▸ DOCUMENT:
# # # # # # #
Speaker 2 [00:16:05] What do you mean by seeding with iron?

Speaker 4 [00:16:07] So the further you get away from the land, the less iron is in the ocean, because iron comes from land borne dust. And so if you’re way out in the open ocean, the ecosystem is actually anemic. So we did an experiment back in 1999 where we put our iron sulfate in a big patch of ocean and created a big plankton bloom, which then carried its carbon down to the deep sea and doubled the flux of carbon that was naturally already occurring. And that’s also a perturbation that has been controversial because people are concerned about what are you doing to the ecosystems. Could you cause anoxia, low oxygen zones. And those are really important questions that have to be answered. But this is one way that the carbon system has been perturbed, an increase of carbon sequestration into the deep sea.

Speaker 3 [00:16:54] I would just add that coincidentally the same year you did that in the Southern Ocean. I did a similar project in the Gulf of Mexico in 1999. You did that as a newly minted post-doc for amazing, scientific research. I did that I was still an, a graduate student. I did it simply because they offered to pay me and give me food for three days.

Speaker 2 [00:17:11] In the Gulf of Mexico, which is depending on the time of year, not a bad place to be, but give us a bit more insight into the kind of research you were doing there.

Speaker 3 [00:17:19] Yeah, we were doing the same kind of work, which is trying to figure out how do we fertilize the ocean to grow more plankton and sequester the carbon dioxide. We found a very small patch of the Gulf of Mexico that I believe was outside of the U.S. waters and outside of Mexico waters, and somehow — I was not involved in the permitting of it — it happened, but we did leave in the middle of the night before reporters could get out there.

Speaker 2 [00:17:44] Give us a sense of the scale of the challenge, but also opportunity here. I’ve heard you talk of gigatons, so this is again beyond most of our imaginations, but help us understand the scale.

Speaker 4 [00:17:57] I struggle myself to be honest, to understand the scale. It’s just so big. A gigaton is a billion tonnes and we need to be pulling out ten gigatons per year. Now we are nowhere near that in any of the technologies, land based or ocean based. So I scratched my head about how to even describe it, because most of the work we do feels like it’s being done in a teacup or a, you know, a thimble in comparison to the great ocean. But what it means really is that if all the potential in the ocean was harnessed, we could probably do about between 10% and 25, maybe 30% of the work that needs to be done of pulling that carbon dioxide out of the atmosphere. That means doing tankers full of iron or, massive interventions in the open ocean. And I am not sure we understand the real impacts of those yet. So there’s huge amount of work to do to say, what are we willing to do as a society? What do we have to do to save ourselves from climate change, but also what is ethical? My view is we just need a massive push to understand the impacts. We also need kind of a forum, a place where we can have these conversations about what kinds of decisions are we going to make. And as a community, how do we make the right decisions for humankind.
# # # # # # #
▸ LISTED ENTRIES:

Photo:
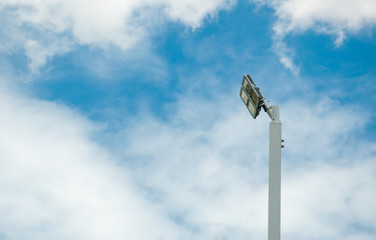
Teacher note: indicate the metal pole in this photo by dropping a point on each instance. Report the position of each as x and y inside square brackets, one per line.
[274, 211]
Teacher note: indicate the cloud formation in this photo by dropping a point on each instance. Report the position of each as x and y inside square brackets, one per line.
[64, 24]
[57, 183]
[199, 174]
[334, 17]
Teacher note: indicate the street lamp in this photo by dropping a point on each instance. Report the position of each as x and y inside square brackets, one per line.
[253, 100]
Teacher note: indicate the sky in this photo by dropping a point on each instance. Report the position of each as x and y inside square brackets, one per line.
[122, 119]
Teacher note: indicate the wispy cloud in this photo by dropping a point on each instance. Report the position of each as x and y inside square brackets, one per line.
[334, 17]
[38, 27]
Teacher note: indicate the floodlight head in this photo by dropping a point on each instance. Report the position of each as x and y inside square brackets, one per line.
[251, 96]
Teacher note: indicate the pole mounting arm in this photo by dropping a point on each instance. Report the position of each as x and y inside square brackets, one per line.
[272, 111]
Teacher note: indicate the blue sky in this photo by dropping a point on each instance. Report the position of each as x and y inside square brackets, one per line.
[122, 119]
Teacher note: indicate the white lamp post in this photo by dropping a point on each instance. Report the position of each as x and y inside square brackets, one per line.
[253, 99]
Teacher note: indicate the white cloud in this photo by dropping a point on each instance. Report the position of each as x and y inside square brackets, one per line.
[96, 23]
[57, 183]
[334, 17]
[201, 174]
[209, 166]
# # # # # # #
▸ PROBLEMS:
A) In the ocean carbon transcript, how many gigatons of carbon dioxide per year does Speaker 4 say need to be pulled out?
B) Echo a passage of the ocean carbon transcript word for word, beginning at the words "Speaker 2 [00:17:11]" and stopping after "us understand the scale.".
Rely on the ocean carbon transcript alone, not on the entries.

▸ RESULTS FOR THE EXERCISE:
A) Ten gigatons per year.

B)
Speaker 2 [00:17:11] In the Gulf of Mexico, which is depending on the time of year, not a bad place to be, but give us a bit more insight into the kind of research you were doing there.

Speaker 3 [00:17:19] Yeah, we were doing the same kind of work, which is trying to figure out how do we fertilize the ocean to grow more plankton and sequester the carbon dioxide. We found a very small patch of the Gulf of Mexico that I believe was outside of the U.S. waters and outside of Mexico waters, and somehow — I was not involved in the permitting of it — it happened, but we did leave in the middle of the night before reporters could get out there.

Speaker 2 [00:17:44] Give us a sense of the scale of the challenge, but also opportunity here. I’ve heard you talk of gigatons, so this is again beyond most of our imaginations, but help us understand the scale.